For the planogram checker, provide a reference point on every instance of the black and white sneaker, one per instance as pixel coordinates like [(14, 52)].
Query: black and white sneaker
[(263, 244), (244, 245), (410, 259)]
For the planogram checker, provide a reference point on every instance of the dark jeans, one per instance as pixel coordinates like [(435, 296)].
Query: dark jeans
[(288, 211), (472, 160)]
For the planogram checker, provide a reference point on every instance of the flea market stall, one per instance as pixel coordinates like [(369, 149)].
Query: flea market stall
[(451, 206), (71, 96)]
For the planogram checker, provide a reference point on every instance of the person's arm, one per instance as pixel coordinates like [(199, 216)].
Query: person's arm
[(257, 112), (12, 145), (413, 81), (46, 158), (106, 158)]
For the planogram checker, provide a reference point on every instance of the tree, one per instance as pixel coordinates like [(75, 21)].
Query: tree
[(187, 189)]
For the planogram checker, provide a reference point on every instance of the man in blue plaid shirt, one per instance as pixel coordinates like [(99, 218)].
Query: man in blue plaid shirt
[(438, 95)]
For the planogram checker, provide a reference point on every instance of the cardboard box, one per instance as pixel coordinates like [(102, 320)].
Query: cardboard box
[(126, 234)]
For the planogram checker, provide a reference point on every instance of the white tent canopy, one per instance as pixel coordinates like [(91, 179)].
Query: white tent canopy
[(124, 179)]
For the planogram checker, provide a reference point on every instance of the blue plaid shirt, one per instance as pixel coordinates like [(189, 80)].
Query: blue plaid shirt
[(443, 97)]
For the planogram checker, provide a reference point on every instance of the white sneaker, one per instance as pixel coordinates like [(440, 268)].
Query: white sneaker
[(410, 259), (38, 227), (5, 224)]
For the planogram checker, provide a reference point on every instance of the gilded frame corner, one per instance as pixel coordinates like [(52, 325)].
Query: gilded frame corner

• Assignment: In the entries above, how many lines hold "frame"? Answer with the number alone.

• Answer area: 2